──────── Testo di partenza ────────

Negli ultimi giorni, due notizie hanno calamitato l’attenzione della comunità scientifica che si occupa di genetica e più in generale di studi sulla longevità. La prima riguarda una scoperta realizzata da un’équipe francese che per la prima volta è riuscita a realizzare in vitro un ringiovanimento di cellule prelevate da persone anziane, alcune anche centenarie, dimostrando la possibilità di invertire il processo di invecchiamento cellulare, un concetto affermatosi negli ultimi anni a livello teorico ma che ora ha avuto una conferma sperimentale. La seconda riguarda invece il caso di un istituto di ricerca in Croazia che ha presentato un ritrovato, definito dalla stampa “l’elisir della giovinezza”, capace di rallentare l’invecchiamento attraverso l’impiego di antiossidanti; sul caso si è aperta un’aspra controversia, dal momento che diversi scienziati hanno messo in dubbio le proprietà dell’Energizer HPE 40, questo il nome, ottenendo in cambio una citazione in tribunale per diffamazione. Insomma, sul tema della longevità è da tempo in corso una rivoluzione silenziosa che nel giro di pochi decenni potrebbe condurre a scoperte clamorose. Ma con il rischio di dare anche credito a molti millantatori.

Il segreto dell'immortalità è nelle cellule

Dove risiede il segreto dell’immortalità? Negli ultimi decenni, gli scienziati si sono convinti che la soluzione vada cercata all’interno delle cellule. Lì, nel nucleo, dove è custodito il patrimonio genetico di ogni essere umano, avvolto in filamenti del DNA a forma di doppia elica, potrebbe esserci il Santo Graal degli alchimisti medievali. Il settore più promettente fino a oggi è quello che lavora sulla telomerasi. I telomeri sono parti del DNA posti alle estremità di un cromosoma, e hanno la funzione di tenere insieme la doppia elica per evitare che si sfaldi. Tuttavia, i telomeri sono soggetti a una rapida degradazione: ogni volta che il cromosoma si duplica, seguendo il processo di duplicazione di una cellula, i telomeri si accorciano, fino a “usurarsi” del tutto: in quel caso, la cellula non può più riprodursi e va incontro all’inesorabile destino della morte.

────────

◆ Consegna
Trascrivi il tratto del testo sulla longevità che va da "Dove risiede il" fino a "destino della morte.".

──────── Estratto dei dati ────────

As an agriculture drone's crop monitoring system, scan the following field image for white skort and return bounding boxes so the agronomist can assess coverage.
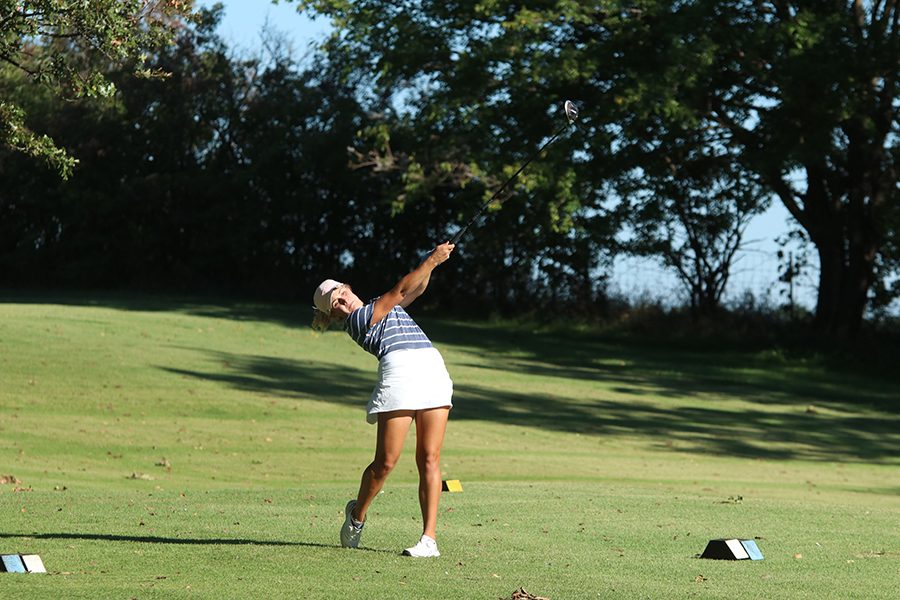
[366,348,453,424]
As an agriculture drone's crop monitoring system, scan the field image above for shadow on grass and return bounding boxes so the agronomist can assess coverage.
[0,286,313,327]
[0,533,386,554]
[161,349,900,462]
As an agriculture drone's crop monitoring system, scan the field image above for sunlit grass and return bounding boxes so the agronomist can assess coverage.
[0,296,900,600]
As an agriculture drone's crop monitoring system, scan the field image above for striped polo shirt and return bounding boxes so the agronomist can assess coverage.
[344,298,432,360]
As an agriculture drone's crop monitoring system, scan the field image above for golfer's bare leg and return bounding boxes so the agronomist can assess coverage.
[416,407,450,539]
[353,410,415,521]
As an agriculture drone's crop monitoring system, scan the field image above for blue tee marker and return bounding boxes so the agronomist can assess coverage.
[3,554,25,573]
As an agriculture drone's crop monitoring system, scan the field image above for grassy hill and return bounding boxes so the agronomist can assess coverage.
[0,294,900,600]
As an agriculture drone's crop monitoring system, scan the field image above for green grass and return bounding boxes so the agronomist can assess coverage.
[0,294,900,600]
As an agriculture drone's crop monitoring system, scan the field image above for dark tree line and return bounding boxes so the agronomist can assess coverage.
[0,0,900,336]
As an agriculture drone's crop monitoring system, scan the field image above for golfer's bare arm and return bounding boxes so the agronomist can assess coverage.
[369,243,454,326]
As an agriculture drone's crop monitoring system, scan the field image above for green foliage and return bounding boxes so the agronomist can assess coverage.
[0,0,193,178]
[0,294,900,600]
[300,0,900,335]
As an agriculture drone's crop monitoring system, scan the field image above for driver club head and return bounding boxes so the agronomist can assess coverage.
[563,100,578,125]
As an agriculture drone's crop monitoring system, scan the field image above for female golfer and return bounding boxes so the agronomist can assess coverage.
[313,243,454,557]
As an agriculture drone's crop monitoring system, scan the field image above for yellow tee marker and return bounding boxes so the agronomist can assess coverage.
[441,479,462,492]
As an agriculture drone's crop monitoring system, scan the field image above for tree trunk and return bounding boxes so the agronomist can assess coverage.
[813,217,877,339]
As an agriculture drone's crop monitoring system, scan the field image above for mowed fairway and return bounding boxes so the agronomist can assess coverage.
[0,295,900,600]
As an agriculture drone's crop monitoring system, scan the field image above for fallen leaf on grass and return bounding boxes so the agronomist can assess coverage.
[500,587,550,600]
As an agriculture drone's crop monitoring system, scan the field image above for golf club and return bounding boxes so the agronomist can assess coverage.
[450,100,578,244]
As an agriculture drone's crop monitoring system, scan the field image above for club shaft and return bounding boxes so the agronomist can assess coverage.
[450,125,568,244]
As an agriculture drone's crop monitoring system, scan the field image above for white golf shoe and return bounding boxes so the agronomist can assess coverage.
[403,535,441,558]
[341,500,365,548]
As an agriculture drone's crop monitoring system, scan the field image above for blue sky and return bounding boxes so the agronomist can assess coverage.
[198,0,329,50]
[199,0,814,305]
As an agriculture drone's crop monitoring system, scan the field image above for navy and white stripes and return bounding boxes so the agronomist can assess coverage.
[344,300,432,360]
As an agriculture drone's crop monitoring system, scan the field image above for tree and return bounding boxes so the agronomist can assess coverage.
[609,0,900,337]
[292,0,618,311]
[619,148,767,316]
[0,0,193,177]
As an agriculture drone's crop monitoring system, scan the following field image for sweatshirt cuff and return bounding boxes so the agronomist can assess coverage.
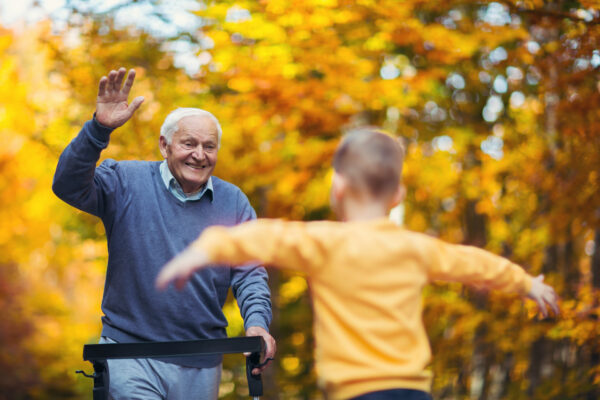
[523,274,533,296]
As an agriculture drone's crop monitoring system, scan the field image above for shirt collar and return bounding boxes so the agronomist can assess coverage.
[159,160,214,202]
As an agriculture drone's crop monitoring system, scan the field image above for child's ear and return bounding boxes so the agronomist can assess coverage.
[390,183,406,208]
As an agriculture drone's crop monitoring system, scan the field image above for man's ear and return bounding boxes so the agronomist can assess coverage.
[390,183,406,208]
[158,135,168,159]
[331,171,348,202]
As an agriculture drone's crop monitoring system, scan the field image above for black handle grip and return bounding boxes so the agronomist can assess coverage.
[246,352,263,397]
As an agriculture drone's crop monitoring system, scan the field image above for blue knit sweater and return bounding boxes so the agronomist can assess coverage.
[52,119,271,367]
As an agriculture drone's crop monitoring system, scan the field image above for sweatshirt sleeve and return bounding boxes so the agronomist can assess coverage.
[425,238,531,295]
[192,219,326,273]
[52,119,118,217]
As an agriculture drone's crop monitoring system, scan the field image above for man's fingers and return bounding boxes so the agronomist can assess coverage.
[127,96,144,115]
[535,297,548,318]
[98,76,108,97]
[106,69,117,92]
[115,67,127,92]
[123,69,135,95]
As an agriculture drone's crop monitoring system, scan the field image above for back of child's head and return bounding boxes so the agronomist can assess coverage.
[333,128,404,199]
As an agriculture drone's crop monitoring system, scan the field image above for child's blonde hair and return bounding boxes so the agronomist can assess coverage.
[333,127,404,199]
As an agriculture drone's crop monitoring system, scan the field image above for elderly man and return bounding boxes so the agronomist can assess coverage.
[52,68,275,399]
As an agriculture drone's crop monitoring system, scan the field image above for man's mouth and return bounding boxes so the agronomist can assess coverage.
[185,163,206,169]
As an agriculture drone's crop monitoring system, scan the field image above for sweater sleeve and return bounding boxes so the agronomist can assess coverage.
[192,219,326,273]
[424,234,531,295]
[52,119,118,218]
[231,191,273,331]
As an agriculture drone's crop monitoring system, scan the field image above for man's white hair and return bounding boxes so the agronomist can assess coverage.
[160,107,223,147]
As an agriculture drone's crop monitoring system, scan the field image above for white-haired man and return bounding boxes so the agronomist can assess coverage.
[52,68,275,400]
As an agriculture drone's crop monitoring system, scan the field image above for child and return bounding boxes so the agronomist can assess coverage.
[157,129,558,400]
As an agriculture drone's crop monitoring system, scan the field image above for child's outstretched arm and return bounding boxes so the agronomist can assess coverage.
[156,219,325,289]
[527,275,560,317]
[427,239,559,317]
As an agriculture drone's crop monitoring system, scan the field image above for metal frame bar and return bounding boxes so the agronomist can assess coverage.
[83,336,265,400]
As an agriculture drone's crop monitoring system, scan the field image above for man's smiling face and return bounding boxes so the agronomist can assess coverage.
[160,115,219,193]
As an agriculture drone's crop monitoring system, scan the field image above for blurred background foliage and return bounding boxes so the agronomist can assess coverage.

────────

◆ Risultato
Dove risiede il segreto dell’immortalità? Negli ultimi decenni, gli scienziati si sono convinti che la soluzione vada cercata all’interno delle cellule. Lì, nel nucleo, dove è custodito il patrimonio genetico di ogni essere umano, avvolto in filamenti del DNA a forma di doppia elica, potrebbe esserci il Santo Graal degli alchimisti medievali. Il settore più promettente fino a oggi è quello che lavora sulla telomerasi. I telomeri sono parti del DNA posti alle estremità di un cromosoma, e hanno la funzione di tenere insieme la doppia elica per evitare che si sfaldi. Tuttavia, i telomeri sono soggetti a una rapida degradazione: ogni volta che il cromosoma si duplica, seguendo il processo di duplicazione di una cellula, i telomeri si accorciano, fino a “usurarsi” del tutto: in quel caso, la cellula non può più riprodursi e va incontro all’inesorabile destino della morte.